Reproduce, unaltered, the line with "Phrase: neighbouring house" along with every line that follows it in the records, up to the last.

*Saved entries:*
= = = =
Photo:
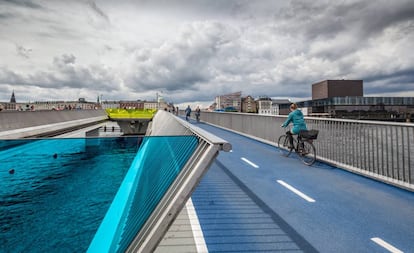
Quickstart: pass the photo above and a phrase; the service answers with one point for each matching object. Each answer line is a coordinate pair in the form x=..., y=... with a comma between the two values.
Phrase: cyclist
x=296, y=117
x=198, y=113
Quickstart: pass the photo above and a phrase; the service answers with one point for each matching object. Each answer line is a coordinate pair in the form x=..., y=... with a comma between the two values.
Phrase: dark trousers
x=290, y=136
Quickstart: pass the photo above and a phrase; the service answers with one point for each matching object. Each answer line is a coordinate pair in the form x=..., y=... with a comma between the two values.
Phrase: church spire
x=13, y=98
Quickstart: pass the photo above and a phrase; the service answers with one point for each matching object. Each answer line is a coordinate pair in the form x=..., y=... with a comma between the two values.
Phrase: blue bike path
x=318, y=208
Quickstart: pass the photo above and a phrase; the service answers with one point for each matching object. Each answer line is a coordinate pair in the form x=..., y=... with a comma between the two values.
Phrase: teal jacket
x=296, y=117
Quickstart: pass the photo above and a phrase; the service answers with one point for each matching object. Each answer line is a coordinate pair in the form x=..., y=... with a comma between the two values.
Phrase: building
x=277, y=104
x=337, y=88
x=232, y=100
x=248, y=105
x=264, y=104
x=344, y=99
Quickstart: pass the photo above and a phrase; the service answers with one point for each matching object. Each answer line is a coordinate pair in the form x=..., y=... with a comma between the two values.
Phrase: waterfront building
x=276, y=105
x=229, y=100
x=344, y=99
x=264, y=105
x=248, y=105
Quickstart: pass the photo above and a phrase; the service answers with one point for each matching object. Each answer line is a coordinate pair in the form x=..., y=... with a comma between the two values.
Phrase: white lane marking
x=302, y=195
x=252, y=164
x=196, y=228
x=386, y=245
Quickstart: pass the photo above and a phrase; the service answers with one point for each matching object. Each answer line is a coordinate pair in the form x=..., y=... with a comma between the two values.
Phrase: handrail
x=376, y=149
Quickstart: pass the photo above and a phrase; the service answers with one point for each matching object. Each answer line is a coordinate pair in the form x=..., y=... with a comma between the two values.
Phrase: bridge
x=357, y=198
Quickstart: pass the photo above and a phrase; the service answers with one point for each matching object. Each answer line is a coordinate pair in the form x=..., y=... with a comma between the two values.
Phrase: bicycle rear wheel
x=284, y=145
x=307, y=153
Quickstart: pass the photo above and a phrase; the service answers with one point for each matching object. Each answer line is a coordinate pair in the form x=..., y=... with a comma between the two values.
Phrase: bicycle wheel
x=284, y=145
x=307, y=153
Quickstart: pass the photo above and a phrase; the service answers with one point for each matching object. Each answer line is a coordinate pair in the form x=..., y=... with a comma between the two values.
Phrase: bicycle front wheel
x=307, y=153
x=284, y=145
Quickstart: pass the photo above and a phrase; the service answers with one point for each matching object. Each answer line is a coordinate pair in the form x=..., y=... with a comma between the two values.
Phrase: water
x=59, y=192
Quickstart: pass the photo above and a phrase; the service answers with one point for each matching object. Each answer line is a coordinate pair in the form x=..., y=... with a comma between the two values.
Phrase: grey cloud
x=22, y=3
x=64, y=73
x=180, y=64
x=23, y=52
x=97, y=10
x=388, y=83
x=361, y=19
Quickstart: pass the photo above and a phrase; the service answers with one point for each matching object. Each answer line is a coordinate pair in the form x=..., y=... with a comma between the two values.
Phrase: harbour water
x=54, y=193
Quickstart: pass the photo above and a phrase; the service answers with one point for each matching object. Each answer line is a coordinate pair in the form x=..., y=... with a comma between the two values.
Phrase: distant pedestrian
x=198, y=113
x=187, y=112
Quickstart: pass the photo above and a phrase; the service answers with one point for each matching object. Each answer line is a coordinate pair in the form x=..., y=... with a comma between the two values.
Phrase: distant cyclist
x=187, y=112
x=296, y=117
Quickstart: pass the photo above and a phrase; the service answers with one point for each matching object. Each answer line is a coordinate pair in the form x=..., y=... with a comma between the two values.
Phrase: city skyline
x=193, y=51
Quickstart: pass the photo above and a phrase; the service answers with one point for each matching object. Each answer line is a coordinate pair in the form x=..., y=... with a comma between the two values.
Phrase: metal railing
x=376, y=149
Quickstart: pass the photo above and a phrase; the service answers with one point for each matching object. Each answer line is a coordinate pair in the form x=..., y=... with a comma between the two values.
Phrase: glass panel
x=157, y=164
x=55, y=192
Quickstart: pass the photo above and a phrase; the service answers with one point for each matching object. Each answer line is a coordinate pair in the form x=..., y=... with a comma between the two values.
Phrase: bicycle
x=302, y=145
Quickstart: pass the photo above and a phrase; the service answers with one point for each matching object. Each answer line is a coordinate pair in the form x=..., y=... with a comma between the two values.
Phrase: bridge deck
x=244, y=204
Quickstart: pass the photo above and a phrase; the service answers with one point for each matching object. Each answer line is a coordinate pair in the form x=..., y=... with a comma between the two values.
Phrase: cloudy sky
x=194, y=50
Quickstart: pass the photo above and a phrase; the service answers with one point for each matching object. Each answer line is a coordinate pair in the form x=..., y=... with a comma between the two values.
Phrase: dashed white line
x=249, y=162
x=294, y=190
x=196, y=228
x=386, y=245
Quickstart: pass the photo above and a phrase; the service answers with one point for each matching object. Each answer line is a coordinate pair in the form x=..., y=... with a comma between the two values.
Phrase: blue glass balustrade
x=156, y=165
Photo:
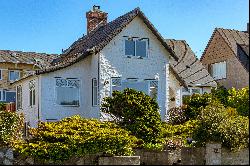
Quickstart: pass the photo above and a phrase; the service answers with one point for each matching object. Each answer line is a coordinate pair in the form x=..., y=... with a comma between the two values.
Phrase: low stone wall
x=119, y=160
x=212, y=154
x=6, y=156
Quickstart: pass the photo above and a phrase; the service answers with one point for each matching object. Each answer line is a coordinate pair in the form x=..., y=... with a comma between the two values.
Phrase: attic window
x=136, y=47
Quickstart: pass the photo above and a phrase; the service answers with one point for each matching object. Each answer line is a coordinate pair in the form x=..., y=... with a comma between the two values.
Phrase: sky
x=48, y=26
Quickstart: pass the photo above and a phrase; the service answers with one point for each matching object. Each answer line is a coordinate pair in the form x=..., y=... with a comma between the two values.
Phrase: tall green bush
x=11, y=125
x=136, y=112
x=76, y=136
x=219, y=124
x=239, y=99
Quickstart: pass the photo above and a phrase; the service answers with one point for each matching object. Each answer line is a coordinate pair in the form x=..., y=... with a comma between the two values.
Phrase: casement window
x=67, y=91
x=2, y=95
x=14, y=75
x=219, y=70
x=19, y=97
x=32, y=93
x=153, y=89
x=149, y=87
x=94, y=92
x=136, y=47
x=0, y=74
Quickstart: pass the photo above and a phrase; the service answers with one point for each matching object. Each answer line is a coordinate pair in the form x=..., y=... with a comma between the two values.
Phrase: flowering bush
x=11, y=125
x=176, y=115
x=58, y=141
x=239, y=99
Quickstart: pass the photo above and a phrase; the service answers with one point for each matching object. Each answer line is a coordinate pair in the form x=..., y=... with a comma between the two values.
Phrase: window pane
x=141, y=48
x=67, y=96
x=129, y=47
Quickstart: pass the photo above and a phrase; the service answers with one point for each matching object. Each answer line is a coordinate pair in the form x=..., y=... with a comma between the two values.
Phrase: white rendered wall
x=114, y=63
x=84, y=70
x=31, y=114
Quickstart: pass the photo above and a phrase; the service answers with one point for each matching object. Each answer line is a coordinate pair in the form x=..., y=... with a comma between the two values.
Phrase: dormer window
x=136, y=47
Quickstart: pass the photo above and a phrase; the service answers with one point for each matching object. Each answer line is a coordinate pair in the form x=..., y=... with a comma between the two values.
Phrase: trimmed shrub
x=176, y=115
x=239, y=99
x=75, y=136
x=136, y=112
x=224, y=125
x=11, y=125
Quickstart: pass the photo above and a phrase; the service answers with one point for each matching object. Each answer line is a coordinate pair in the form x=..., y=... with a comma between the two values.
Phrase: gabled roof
x=42, y=60
x=232, y=38
x=97, y=39
x=188, y=66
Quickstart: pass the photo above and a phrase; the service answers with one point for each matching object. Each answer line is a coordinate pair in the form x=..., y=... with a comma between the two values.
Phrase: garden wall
x=212, y=154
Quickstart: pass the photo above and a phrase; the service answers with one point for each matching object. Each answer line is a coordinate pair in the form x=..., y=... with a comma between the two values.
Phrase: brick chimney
x=95, y=18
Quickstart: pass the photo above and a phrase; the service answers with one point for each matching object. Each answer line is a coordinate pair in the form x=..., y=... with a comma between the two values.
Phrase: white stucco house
x=126, y=52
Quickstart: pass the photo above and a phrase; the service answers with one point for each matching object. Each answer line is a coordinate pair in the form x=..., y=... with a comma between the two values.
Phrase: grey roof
x=97, y=39
x=188, y=66
x=42, y=60
x=238, y=42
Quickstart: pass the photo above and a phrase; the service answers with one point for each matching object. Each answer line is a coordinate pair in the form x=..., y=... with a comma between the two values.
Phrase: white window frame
x=1, y=74
x=217, y=70
x=2, y=95
x=13, y=71
x=135, y=39
x=94, y=89
x=68, y=79
x=19, y=97
x=32, y=93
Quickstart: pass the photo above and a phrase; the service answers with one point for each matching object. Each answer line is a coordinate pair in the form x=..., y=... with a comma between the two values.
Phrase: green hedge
x=60, y=140
x=136, y=112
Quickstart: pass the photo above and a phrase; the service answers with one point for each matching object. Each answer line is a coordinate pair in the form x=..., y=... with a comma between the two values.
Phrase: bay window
x=149, y=87
x=67, y=92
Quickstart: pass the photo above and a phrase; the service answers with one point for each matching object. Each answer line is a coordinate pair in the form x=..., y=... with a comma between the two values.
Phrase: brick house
x=17, y=64
x=226, y=57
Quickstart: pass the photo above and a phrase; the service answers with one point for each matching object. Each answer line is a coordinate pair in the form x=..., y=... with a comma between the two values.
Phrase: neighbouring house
x=127, y=52
x=189, y=68
x=17, y=64
x=226, y=57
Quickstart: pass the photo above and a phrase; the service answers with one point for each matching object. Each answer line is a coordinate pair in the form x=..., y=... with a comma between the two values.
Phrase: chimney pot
x=95, y=18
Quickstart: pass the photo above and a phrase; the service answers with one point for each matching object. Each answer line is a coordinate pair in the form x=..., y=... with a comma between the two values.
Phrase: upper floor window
x=136, y=47
x=14, y=75
x=32, y=91
x=219, y=70
x=94, y=92
x=67, y=92
x=2, y=95
x=19, y=97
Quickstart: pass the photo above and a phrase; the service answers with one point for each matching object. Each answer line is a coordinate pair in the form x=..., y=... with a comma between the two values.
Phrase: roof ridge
= = = =
*Reply to the exercise:*
Phrase: neighbouring house
x=127, y=52
x=189, y=68
x=17, y=64
x=226, y=57
Quickstart: pass the photo above and a phrase; the service answers with one point for each matching object. Each answer line is a coordinate pair in the form x=..., y=... with a comma between the two values.
Phrase: chimney pot
x=95, y=18
Quickstart: pass the photo above and a phrase; the service answers with one point for each matching object. Each answer line is a coordinate pair in the form x=..., y=... with a comma between the two values.
Phrase: upper floor window
x=136, y=47
x=14, y=75
x=32, y=91
x=219, y=70
x=94, y=92
x=67, y=92
x=2, y=95
x=19, y=97
Quickstart: pass the photo above and a phrase; the service answers with one point for each matching object. Each answer line is a coordinate pair in the form x=..., y=... with a comma between the two values.
Phrase: roof ridge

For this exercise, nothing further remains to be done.